▶ Entries supplied:
>>>

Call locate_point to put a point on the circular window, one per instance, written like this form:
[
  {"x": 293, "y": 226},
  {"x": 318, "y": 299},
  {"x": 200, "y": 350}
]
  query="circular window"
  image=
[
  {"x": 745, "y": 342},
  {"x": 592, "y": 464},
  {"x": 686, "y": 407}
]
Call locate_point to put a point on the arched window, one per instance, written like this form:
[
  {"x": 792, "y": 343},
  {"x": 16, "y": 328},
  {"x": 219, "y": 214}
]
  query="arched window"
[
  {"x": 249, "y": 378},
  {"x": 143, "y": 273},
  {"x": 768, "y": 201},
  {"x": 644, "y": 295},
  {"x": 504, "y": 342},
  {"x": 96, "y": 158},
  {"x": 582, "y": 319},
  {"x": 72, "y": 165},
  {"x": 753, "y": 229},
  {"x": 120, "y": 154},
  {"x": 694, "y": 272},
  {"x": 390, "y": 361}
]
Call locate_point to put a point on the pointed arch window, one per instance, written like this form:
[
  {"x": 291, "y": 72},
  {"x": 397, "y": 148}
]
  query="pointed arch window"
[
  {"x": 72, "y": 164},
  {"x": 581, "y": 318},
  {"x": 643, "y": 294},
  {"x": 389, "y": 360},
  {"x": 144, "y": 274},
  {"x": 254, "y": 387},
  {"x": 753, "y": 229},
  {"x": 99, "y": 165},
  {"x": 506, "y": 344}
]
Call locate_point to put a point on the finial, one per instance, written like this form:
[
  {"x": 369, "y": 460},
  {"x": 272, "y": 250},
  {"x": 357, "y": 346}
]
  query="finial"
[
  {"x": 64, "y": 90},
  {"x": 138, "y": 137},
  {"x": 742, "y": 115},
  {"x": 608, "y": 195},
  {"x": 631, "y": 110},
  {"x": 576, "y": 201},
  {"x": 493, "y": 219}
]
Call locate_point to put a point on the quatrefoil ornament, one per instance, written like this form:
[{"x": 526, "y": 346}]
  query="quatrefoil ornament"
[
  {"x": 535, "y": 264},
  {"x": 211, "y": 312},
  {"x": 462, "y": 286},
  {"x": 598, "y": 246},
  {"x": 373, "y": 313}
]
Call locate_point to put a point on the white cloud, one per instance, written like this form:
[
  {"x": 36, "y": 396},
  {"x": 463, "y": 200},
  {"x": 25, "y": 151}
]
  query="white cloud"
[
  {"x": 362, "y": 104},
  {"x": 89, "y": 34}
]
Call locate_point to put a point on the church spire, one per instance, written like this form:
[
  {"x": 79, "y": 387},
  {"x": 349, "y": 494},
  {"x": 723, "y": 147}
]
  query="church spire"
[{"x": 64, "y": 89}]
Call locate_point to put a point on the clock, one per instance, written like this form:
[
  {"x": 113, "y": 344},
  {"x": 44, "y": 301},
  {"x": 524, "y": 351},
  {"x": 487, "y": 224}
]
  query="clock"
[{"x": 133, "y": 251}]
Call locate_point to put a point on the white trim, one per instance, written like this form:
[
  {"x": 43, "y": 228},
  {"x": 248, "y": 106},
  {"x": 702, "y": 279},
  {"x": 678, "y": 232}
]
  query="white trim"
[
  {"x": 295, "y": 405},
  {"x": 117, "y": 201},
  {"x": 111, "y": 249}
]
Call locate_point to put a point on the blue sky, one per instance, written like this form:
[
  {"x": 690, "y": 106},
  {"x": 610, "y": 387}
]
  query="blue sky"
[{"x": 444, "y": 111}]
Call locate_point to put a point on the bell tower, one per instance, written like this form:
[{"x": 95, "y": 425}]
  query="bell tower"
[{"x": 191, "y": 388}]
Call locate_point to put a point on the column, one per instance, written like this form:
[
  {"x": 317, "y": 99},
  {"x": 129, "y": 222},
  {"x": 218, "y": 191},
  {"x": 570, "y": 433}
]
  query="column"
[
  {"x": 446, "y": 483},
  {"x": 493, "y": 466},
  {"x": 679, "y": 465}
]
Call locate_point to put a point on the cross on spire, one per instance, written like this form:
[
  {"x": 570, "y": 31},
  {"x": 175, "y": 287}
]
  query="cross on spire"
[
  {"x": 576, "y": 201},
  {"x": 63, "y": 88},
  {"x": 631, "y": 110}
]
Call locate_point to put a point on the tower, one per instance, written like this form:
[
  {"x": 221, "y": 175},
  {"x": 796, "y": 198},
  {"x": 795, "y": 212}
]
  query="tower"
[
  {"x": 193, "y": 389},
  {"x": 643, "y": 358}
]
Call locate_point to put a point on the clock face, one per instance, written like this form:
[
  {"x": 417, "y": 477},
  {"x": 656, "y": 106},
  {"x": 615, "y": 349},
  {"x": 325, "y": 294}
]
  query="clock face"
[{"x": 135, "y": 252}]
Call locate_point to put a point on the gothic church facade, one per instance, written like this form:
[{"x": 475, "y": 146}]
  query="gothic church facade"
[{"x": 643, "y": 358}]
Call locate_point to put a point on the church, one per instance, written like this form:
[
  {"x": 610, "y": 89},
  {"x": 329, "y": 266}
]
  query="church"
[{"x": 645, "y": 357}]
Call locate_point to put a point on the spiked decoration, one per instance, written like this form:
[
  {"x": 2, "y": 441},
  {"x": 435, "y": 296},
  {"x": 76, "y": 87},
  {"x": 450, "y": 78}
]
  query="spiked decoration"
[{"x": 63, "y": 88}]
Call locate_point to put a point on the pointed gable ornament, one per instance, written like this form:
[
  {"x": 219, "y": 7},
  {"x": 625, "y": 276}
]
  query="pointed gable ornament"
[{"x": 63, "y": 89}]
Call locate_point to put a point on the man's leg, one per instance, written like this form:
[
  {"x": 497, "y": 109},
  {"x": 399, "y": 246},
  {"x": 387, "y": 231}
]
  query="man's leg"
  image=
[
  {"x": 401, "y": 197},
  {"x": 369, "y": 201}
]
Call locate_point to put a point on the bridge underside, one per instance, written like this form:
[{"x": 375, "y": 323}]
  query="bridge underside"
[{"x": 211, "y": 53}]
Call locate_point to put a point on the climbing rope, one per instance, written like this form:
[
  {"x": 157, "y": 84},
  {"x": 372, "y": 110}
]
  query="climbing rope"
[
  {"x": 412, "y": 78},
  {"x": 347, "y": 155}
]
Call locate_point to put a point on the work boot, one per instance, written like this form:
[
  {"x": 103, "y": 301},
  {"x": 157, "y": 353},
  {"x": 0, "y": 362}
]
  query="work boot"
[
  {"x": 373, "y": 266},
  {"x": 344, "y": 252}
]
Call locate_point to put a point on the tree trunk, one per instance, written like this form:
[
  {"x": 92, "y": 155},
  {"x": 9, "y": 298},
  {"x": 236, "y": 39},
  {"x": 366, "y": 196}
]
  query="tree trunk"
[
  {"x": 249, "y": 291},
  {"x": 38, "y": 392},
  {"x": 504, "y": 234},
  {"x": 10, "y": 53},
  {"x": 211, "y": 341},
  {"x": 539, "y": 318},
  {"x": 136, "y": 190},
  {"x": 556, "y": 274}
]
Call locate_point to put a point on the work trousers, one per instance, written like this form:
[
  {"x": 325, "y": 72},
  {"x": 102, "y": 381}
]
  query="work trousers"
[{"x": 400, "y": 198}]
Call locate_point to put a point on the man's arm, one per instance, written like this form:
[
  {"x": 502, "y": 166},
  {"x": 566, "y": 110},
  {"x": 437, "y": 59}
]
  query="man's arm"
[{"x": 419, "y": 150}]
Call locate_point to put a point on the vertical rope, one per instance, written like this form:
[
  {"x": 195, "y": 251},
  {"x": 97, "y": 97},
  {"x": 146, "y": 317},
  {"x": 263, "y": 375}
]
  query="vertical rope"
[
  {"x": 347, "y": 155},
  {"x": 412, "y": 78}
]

<<<

▶ What you have to do: The data should be transcribed exactly, line for line.

▶ Task response:
Call locate_point to put a point on the circular window, one per instance, written like this form:
[
  {"x": 293, "y": 226},
  {"x": 318, "y": 299},
  {"x": 200, "y": 350}
]
  query="circular window"
  image=
[
  {"x": 745, "y": 342},
  {"x": 592, "y": 464},
  {"x": 686, "y": 407}
]
Call locate_point to put a point on the arched window, one per instance, written like this form:
[
  {"x": 792, "y": 343},
  {"x": 16, "y": 328},
  {"x": 219, "y": 214}
]
  query="arched window"
[
  {"x": 249, "y": 378},
  {"x": 143, "y": 273},
  {"x": 768, "y": 201},
  {"x": 644, "y": 295},
  {"x": 504, "y": 342},
  {"x": 96, "y": 158},
  {"x": 582, "y": 319},
  {"x": 72, "y": 165},
  {"x": 753, "y": 229},
  {"x": 120, "y": 154},
  {"x": 694, "y": 272},
  {"x": 390, "y": 361}
]
Call locate_point to put a point on the pointed arch window, one per instance, written like this form:
[
  {"x": 291, "y": 72},
  {"x": 397, "y": 148}
]
  query="pointed arch window"
[
  {"x": 72, "y": 164},
  {"x": 581, "y": 318},
  {"x": 643, "y": 294},
  {"x": 389, "y": 360},
  {"x": 144, "y": 274},
  {"x": 254, "y": 387},
  {"x": 753, "y": 229},
  {"x": 99, "y": 165},
  {"x": 506, "y": 344}
]
Call locate_point to put a point on the finial, one per instance, written like this form:
[
  {"x": 369, "y": 460},
  {"x": 272, "y": 250},
  {"x": 357, "y": 346}
]
  query="finial"
[
  {"x": 64, "y": 90},
  {"x": 138, "y": 137},
  {"x": 742, "y": 115},
  {"x": 608, "y": 195},
  {"x": 631, "y": 110},
  {"x": 576, "y": 201},
  {"x": 493, "y": 219}
]
Call locate_point to put a point on the quatrefoil ornament, one per instance, written like this form:
[{"x": 526, "y": 346}]
  query="quatrefoil ornament"
[
  {"x": 535, "y": 264},
  {"x": 211, "y": 312},
  {"x": 462, "y": 286},
  {"x": 598, "y": 246},
  {"x": 373, "y": 313}
]
Call locate_point to put a point on the white cloud, one per instance, written like this form:
[
  {"x": 36, "y": 396},
  {"x": 463, "y": 200},
  {"x": 25, "y": 151}
]
  query="white cloud"
[
  {"x": 362, "y": 104},
  {"x": 89, "y": 34}
]
Call locate_point to put a point on the church spire, one per instance, written like this form:
[
  {"x": 79, "y": 387},
  {"x": 349, "y": 494},
  {"x": 723, "y": 147}
]
  query="church spire"
[{"x": 64, "y": 89}]
Call locate_point to put a point on the clock, one per instance, written like this form:
[
  {"x": 113, "y": 344},
  {"x": 44, "y": 301},
  {"x": 524, "y": 351},
  {"x": 487, "y": 224}
]
  query="clock"
[{"x": 133, "y": 251}]
Call locate_point to put a point on the white trim, one per instance, written like this form:
[
  {"x": 43, "y": 228},
  {"x": 248, "y": 106},
  {"x": 702, "y": 279},
  {"x": 678, "y": 232}
]
  query="white trim"
[
  {"x": 295, "y": 405},
  {"x": 117, "y": 201},
  {"x": 111, "y": 249}
]
Call locate_point to put a point on the blue sky, one per instance, written like this form:
[
  {"x": 690, "y": 106},
  {"x": 610, "y": 387}
]
  query="blue sky"
[{"x": 444, "y": 111}]
Call locate_point to put a point on the bell tower, one per instance, written like this form:
[{"x": 95, "y": 425}]
  query="bell tower"
[{"x": 191, "y": 388}]
Call locate_point to put a point on the column, one per instance, written like this form:
[
  {"x": 317, "y": 99},
  {"x": 129, "y": 222},
  {"x": 218, "y": 191},
  {"x": 570, "y": 433}
]
  query="column"
[
  {"x": 446, "y": 483},
  {"x": 493, "y": 466},
  {"x": 679, "y": 465}
]
Call locate_point to put a point on the cross on spire, one per instance, written like this form:
[
  {"x": 570, "y": 31},
  {"x": 175, "y": 287}
]
  query="cross on spire"
[
  {"x": 576, "y": 201},
  {"x": 63, "y": 88},
  {"x": 631, "y": 110}
]
Call locate_point to put a point on the tower, one per instance, written like this form:
[
  {"x": 221, "y": 175},
  {"x": 796, "y": 198},
  {"x": 795, "y": 212}
]
  query="tower"
[
  {"x": 193, "y": 389},
  {"x": 643, "y": 358}
]
Call locate_point to put a point on the clock face, one per instance, written like this form:
[
  {"x": 417, "y": 477},
  {"x": 656, "y": 106},
  {"x": 615, "y": 349},
  {"x": 325, "y": 294}
]
  query="clock face"
[{"x": 135, "y": 252}]
Call locate_point to put a point on the gothic church facade, one per instance, written like this form:
[{"x": 475, "y": 146}]
  query="gothic church facade"
[{"x": 643, "y": 358}]
Call locate_point to put a point on the church, one per instance, written like this form:
[
  {"x": 610, "y": 89},
  {"x": 329, "y": 266}
]
  query="church"
[{"x": 645, "y": 357}]
Call locate_point to put a point on the spiked decoration, one per instance, written like this form:
[
  {"x": 2, "y": 441},
  {"x": 435, "y": 296},
  {"x": 76, "y": 87},
  {"x": 450, "y": 78}
]
  query="spiked decoration"
[{"x": 63, "y": 88}]
Call locate_point to put a point on the pointed gable ornament, one per instance, written like this form:
[
  {"x": 219, "y": 7},
  {"x": 625, "y": 276}
]
  query="pointed gable ornament"
[{"x": 63, "y": 89}]
Call locate_point to put a point on the man's leg, one per instance, written like this form:
[
  {"x": 497, "y": 109},
  {"x": 399, "y": 246},
  {"x": 387, "y": 231}
]
  query="man's leg"
  image=
[
  {"x": 401, "y": 197},
  {"x": 369, "y": 201}
]
Call locate_point to put a point on the bridge underside, one per instance, written like this form:
[{"x": 375, "y": 323}]
  query="bridge underside"
[{"x": 211, "y": 53}]
Call locate_point to put a point on the climbing rope, one per instance, written like this form:
[
  {"x": 157, "y": 84},
  {"x": 372, "y": 110}
]
  query="climbing rope"
[
  {"x": 412, "y": 78},
  {"x": 347, "y": 155}
]
Call locate_point to put a point on the work boot, one per instance, written like this form:
[
  {"x": 103, "y": 301},
  {"x": 157, "y": 353},
  {"x": 0, "y": 362}
]
  query="work boot"
[
  {"x": 373, "y": 266},
  {"x": 344, "y": 252}
]
Call locate_point to put a point on the tree trunk, one per instance, written like this form:
[
  {"x": 92, "y": 155},
  {"x": 9, "y": 298},
  {"x": 236, "y": 39},
  {"x": 366, "y": 196}
]
  query="tree trunk"
[
  {"x": 249, "y": 291},
  {"x": 38, "y": 392},
  {"x": 504, "y": 234},
  {"x": 10, "y": 53},
  {"x": 211, "y": 341},
  {"x": 539, "y": 318},
  {"x": 136, "y": 190},
  {"x": 556, "y": 274}
]
Call locate_point to put a point on the work trousers, one per instance, written like this form:
[
  {"x": 325, "y": 72},
  {"x": 102, "y": 381}
]
  query="work trousers"
[{"x": 400, "y": 198}]
Call locate_point to put a point on the man's arm, one per instance, written like this form:
[
  {"x": 502, "y": 166},
  {"x": 566, "y": 110},
  {"x": 437, "y": 59}
]
  query="man's arm"
[{"x": 419, "y": 150}]
Call locate_point to put a point on the vertical rope, one per instance, written like this form:
[
  {"x": 195, "y": 251},
  {"x": 97, "y": 97},
  {"x": 146, "y": 317},
  {"x": 263, "y": 375}
]
  query="vertical rope"
[
  {"x": 347, "y": 155},
  {"x": 412, "y": 78}
]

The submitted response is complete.